INSTRUCCIONES:
1. Filtre las entradas y copie cada línea que contenga la cadena "window", distinguiendo entre mayúsculas y minúsculas.
2. Reanude el fragmento sobre la polémica de la Giustizia con la Difesa y el Grido a partir de su última oración.

FRAGMENTO:
———
“La Difesa de Florencia y el Grido de Turín, los dos exponentes más rígidos y culturales de la doctrina intransigente, desarrollan largas consideraciones teóricas que nos es imposible resumir y que, de todos modos, sería poco útil reproducir, porque –aunque esos dos periódicos afirmen que son los genuinos intérpretes del proletariado y que tienen consigo a la gran masa- nuestros lectores no serían lo bastante cultos como para comprender su lenguaje”.
Y la implacable Giustizia, para que no se diga que “ironiza
malignamente”, cita a continuación dos pasajes extraídos de un artículo del Grido
(1), para concluir: “Más proletariamente
claros que así no se podría ser”.
———
ENTRADAS DE TRABAJO:
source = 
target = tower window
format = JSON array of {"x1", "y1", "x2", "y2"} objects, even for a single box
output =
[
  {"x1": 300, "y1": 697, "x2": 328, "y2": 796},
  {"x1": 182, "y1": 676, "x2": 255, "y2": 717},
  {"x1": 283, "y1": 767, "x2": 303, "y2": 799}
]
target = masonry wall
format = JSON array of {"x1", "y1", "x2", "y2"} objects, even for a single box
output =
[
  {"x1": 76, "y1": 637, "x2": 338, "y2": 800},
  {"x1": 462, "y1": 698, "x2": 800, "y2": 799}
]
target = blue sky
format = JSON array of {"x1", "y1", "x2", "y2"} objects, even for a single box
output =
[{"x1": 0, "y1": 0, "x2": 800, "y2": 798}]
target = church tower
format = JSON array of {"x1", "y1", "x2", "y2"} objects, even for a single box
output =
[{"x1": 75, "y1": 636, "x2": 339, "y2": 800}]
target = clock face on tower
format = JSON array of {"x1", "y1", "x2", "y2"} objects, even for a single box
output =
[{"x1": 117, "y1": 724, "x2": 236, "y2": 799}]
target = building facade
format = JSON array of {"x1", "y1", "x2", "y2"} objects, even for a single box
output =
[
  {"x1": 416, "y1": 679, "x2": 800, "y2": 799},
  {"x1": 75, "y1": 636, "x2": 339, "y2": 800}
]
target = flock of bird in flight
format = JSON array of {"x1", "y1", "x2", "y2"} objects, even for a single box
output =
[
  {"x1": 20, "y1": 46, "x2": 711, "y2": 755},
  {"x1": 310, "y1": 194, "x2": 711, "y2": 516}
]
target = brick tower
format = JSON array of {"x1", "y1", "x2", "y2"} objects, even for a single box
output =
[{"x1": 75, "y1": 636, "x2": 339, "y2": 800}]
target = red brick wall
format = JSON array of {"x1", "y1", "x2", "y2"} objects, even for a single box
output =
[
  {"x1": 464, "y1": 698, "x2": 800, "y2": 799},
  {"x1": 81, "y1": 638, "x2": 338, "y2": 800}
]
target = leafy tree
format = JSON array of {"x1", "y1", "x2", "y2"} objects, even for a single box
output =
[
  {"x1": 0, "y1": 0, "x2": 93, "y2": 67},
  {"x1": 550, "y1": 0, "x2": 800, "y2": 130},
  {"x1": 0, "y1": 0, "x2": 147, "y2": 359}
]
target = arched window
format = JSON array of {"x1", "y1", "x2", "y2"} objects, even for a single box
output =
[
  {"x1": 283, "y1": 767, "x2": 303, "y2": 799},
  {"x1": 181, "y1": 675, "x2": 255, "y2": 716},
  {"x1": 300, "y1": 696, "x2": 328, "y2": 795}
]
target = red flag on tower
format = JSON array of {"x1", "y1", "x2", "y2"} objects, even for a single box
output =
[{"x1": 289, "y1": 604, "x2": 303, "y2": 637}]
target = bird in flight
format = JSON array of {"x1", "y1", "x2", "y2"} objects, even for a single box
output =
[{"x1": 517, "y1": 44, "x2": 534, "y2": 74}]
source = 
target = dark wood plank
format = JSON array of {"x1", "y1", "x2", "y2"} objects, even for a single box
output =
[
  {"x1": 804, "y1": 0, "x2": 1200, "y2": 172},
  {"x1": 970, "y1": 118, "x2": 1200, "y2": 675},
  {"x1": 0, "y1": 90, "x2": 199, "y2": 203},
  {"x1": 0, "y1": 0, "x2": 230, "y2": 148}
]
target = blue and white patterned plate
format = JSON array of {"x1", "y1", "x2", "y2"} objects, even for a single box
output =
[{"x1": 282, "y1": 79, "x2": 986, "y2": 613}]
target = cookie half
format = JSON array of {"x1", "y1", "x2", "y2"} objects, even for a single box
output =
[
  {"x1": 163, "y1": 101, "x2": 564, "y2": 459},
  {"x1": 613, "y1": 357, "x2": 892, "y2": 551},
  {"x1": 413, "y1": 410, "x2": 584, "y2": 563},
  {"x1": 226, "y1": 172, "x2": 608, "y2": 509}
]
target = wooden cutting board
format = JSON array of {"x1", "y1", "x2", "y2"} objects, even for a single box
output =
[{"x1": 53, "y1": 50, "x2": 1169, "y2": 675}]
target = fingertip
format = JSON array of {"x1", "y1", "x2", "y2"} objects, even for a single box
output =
———
RESPUESTAS:
1.
target = tower window
target = arched window

2.
El compañero Prampolini nos ofrece el punto de partida para
tratar una cuestión de no pequeña importancia en relación con la propaganda
socialista. Admitamos que el artículo del Grido fuese el non plus ultra de la dificultad
y de la oscuridad proletaria. ¿Habríamos podido escribirlo de otra manera? Se
trataba de una respuesta a un artículo de la Stampa, y en ese artículo se hacía
uso de un preciso lenguaje filosófico, que no era una cosa superflua ni una
pose, ya que toda corriente de pensamiento tiene su lenguaje particular y su
vocabulario particular. En la respuesta debíamos permanecer en el campo de
pensamiento del adversario, debíamos demostrar que también, más aún
precisamente para aquella corriente de pensamiento (que es la nuestra, que es
la corriente de pensamiento del socialismo no chapucero ni infantilmente
pueril), la tesis colaboracionista era un error. Para ser fáciles habríamos
debido desnaturalizar, empobrecer un debate que tenía que ver con conceptos de
la máxima importancia, sobre la sustancia más íntima y más preciosa de nuestro
espíritu. Hacer eso no es ser fácil: significa defraudar, tal como hace el
vinatero que vende agua coloreada por barolo o lambrusco. Un concepto que sea
difícil de por sí no puede hacerse fácil en la expresión sin que se transforme
en una desvergüenza. Y, por otra parte, hacer como que la desvergüenza es
siempre ese concepto es propio de viles demagogos, de estafadores de la lógica
y de la propaganda.
¿Por qué, pues, Camillo Prampolini practica la ironía fácil
sobre los “intérpretes” del proletariado que no se hacen comprender por los
proletarios? Porque Prampolini, con todo su buen sentido y su practiconería, es
un abstractista. El proletariado es un esquema práctico, en la realidad existen
los proletarios individuales más o menos cultos, más o menos preparados por la
lucha de clase a la comprensión de los más exquisitos conceptos socialistas.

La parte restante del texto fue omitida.